■ How to complete this task: Whenever a line contains "leaf", include it in the count; reply with the number of such lines in the data and nothing else.

■ Data excerpts:
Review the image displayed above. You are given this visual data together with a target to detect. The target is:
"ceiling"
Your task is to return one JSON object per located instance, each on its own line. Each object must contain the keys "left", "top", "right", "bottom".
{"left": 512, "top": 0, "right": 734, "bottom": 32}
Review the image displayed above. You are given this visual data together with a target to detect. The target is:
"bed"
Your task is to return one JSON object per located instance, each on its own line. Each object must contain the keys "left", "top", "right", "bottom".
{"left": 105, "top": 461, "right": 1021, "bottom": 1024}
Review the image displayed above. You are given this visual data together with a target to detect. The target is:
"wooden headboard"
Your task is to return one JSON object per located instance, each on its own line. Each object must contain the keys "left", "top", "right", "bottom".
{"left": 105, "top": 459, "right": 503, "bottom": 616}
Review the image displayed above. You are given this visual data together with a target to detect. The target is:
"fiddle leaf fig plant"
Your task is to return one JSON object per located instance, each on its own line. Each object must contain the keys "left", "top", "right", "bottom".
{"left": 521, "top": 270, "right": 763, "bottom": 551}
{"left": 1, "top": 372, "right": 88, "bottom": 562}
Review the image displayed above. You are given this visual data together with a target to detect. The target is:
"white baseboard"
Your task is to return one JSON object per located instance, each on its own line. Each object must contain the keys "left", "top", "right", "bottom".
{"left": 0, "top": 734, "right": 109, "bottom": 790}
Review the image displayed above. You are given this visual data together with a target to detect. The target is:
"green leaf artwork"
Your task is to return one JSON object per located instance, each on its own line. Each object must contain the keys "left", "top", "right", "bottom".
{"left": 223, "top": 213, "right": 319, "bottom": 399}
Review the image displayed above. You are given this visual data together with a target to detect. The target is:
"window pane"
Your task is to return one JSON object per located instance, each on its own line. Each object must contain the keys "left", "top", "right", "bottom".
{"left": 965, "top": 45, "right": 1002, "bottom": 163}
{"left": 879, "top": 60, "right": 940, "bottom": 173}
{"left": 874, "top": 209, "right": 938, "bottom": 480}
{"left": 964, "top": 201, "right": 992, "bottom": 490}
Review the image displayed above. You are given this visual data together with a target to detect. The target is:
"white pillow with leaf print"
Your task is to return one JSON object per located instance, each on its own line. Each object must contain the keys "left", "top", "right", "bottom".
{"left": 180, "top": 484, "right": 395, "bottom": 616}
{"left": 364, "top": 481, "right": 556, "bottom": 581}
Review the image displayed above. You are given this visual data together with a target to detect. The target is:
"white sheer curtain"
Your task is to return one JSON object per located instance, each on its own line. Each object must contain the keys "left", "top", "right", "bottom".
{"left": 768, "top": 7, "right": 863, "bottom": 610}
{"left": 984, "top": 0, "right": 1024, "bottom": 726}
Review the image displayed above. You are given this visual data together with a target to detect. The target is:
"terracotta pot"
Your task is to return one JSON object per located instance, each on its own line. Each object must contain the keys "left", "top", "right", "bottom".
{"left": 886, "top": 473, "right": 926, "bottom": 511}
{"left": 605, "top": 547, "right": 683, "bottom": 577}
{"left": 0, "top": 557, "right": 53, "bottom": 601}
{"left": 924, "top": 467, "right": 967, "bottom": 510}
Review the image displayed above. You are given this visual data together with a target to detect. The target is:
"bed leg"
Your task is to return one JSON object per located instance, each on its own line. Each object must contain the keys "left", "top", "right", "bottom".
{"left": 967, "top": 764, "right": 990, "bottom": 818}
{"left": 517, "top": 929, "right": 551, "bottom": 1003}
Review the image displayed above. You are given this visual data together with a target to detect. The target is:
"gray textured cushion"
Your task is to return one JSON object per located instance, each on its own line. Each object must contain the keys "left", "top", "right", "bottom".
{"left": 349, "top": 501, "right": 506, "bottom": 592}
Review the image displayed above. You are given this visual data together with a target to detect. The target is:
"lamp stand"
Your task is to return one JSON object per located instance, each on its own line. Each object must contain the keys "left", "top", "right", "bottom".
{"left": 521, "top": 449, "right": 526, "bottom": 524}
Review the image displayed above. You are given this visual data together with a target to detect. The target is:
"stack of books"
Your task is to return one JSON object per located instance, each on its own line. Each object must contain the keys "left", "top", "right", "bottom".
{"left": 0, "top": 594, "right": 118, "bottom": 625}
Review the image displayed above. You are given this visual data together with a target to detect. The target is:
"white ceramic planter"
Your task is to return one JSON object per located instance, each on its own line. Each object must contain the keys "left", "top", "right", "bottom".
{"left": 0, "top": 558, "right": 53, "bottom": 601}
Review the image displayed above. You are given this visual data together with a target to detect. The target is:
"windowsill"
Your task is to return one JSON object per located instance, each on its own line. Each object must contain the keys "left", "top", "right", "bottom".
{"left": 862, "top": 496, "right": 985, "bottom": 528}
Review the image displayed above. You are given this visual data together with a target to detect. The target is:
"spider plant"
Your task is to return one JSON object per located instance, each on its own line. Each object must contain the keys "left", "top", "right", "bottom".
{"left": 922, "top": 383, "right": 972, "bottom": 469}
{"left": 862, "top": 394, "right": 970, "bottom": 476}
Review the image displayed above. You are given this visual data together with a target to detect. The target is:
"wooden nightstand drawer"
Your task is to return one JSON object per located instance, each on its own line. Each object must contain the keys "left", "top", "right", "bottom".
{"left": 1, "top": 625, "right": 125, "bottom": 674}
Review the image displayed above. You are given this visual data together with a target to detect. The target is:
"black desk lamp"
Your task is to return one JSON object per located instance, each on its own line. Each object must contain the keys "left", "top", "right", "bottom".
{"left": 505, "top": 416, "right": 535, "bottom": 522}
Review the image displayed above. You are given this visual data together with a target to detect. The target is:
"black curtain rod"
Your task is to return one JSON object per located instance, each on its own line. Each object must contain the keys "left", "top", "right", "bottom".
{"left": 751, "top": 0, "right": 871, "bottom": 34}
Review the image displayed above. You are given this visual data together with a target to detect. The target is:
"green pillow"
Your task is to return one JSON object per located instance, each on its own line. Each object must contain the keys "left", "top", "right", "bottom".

■ Result: 3